_TEXT TO READ_
>> begin

Single by Charley Pride

from the album Greatest Hits, Volume 2
- B-side: "Night Games"
- Released: May 1985
- Recorded: March 1985
- Studio: Music City Music Hall (Nashville, Tennessee)
- Genre: Country; Countrypolitan;
- Length: 2:57
- Label: RCA Victor
- Songwriter(s): Bob McDill
- Producer(s): Blake Mevis

Charley Pride singles chronology
| "Down on the Farm" (1985) | "Let a Little Love Come In" (1985) | "The Best There Is" (1985) |

= Let a Little Love Come In =

"Let a Little Love Come In" is a song written by Bob McDill, and recorded by American country music artist Charley Pride. It was released in May 1985 as the second single from his Greatest Hits, Volume 2 compilation album. The song became a top 40 hit on the Billboard country chart.

>> end

_INSTRUCTION 1_
Decide whether each statement agrees with the song article. Answer yes or no for each, quoting the deciding words: (a) The song was recorded in Nashville. (b) Blake Mevis wrote the song. (c) The song's B-side is "The Best There Is."
_INSTRUCTION 2_
Using the song article, explain in one to three sentences why the song is tied to the album Greatest Hits, Volume 2.
The entries play no part in this exercise.

_ROWS_
>> begin

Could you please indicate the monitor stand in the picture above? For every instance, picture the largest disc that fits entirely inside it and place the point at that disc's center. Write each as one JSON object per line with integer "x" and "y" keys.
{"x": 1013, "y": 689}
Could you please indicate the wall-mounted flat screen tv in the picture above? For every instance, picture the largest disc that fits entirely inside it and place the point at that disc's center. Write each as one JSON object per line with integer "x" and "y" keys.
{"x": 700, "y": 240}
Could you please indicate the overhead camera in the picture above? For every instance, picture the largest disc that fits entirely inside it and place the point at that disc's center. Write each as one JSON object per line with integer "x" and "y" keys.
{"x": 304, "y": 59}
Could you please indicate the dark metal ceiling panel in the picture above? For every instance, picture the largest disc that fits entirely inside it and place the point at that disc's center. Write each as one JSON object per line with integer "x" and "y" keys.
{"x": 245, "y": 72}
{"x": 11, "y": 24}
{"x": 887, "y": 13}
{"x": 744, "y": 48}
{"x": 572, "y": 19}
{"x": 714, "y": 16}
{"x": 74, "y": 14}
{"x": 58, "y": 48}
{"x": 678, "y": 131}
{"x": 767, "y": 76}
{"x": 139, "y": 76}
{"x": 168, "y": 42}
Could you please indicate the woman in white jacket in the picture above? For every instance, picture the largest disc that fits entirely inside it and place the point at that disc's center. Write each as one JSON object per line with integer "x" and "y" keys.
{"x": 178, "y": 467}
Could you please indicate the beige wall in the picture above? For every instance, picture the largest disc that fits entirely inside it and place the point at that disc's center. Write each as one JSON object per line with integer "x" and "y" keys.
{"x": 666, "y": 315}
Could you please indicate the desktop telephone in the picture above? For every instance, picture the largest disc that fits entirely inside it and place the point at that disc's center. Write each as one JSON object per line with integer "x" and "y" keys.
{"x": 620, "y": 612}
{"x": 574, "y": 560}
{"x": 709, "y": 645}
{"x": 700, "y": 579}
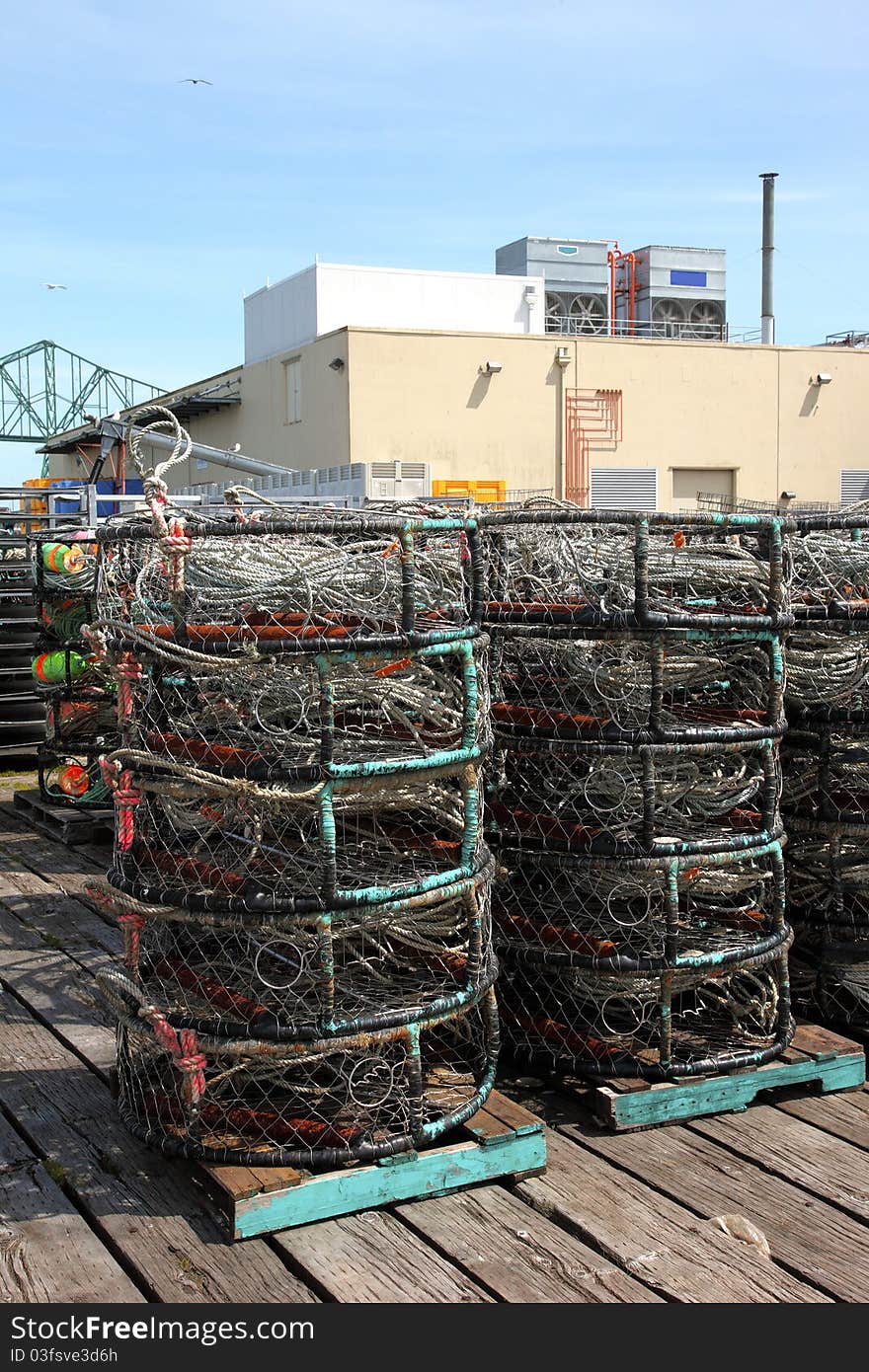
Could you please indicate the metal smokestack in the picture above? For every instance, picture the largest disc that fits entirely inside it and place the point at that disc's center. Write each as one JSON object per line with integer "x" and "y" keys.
{"x": 767, "y": 320}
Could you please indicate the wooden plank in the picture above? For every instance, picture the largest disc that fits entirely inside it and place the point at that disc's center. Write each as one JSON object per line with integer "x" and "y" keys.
{"x": 516, "y": 1253}
{"x": 67, "y": 922}
{"x": 62, "y": 822}
{"x": 511, "y": 1112}
{"x": 485, "y": 1126}
{"x": 813, "y": 1239}
{"x": 56, "y": 991}
{"x": 97, "y": 854}
{"x": 655, "y": 1239}
{"x": 140, "y": 1202}
{"x": 405, "y": 1178}
{"x": 689, "y": 1098}
{"x": 844, "y": 1115}
{"x": 46, "y": 1252}
{"x": 373, "y": 1257}
{"x": 816, "y": 1038}
{"x": 797, "y": 1151}
{"x": 239, "y": 1182}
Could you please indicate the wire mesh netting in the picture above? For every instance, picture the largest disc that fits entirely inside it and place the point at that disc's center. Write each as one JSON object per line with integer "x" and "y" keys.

>> end

_COMPLETE ANSWER 1_
(a) Yes: "Studio: Music City Music Hall (Nashville, Tennessee)"
(b) No: "Songwriter(s): Bob McDill"
(c) No: "B-side: "Night Games""

_COMPLETE ANSWER 2_
The song was released in May 1985 as the second single from Charley Pride's Greatest Hits, Volume 2 compilation album.